## start Information provided

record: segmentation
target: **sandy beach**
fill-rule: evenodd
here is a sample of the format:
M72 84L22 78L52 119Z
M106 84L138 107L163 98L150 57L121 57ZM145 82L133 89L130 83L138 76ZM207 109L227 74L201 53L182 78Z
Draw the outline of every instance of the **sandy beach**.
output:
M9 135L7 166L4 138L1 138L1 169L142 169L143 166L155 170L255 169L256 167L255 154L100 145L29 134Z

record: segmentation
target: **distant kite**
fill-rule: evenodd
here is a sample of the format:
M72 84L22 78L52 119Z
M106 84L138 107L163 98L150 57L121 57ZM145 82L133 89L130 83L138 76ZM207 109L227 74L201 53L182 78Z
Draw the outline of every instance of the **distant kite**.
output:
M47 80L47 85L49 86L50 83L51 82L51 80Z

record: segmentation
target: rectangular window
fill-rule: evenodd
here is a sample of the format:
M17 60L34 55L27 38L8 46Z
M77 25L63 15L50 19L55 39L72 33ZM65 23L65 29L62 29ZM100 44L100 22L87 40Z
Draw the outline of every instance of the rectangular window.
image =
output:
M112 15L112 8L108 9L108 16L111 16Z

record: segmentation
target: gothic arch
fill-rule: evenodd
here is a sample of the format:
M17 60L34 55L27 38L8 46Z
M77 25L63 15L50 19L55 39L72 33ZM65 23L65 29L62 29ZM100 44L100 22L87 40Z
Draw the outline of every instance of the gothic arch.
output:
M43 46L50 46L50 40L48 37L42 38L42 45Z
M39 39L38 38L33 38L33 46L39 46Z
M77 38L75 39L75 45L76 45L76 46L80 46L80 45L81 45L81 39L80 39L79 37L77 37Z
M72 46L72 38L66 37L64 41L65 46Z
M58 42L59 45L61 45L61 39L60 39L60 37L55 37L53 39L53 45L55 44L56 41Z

## end Information provided

Copy the records from the very beginning down through the line containing "M47 80L47 85L49 86L50 83L51 82L51 80Z", and include both of those ends.

record: segmentation
target: **sandy beach**
fill-rule: evenodd
here is a sample of the format:
M72 84L22 78L52 119Z
M106 84L138 107L163 98L150 57L121 57ZM145 82L133 89L130 83L138 76ZM207 109L227 74L201 53L182 78Z
Draw the outline of every instance of the **sandy beach**.
output:
M9 135L7 166L4 138L1 138L1 169L142 169L143 166L155 170L255 169L256 167L255 154L100 145L29 134Z

record: segmentation
target: **distant kite**
fill-rule: evenodd
here is a sample of the format:
M72 84L22 78L52 119Z
M106 84L138 107L163 98L150 57L121 57ZM145 82L133 89L130 83L138 76ZM207 109L227 74L201 53L182 78Z
Draw the outline of every instance of the **distant kite**.
output:
M47 80L47 85L49 86L50 83L51 82L51 80Z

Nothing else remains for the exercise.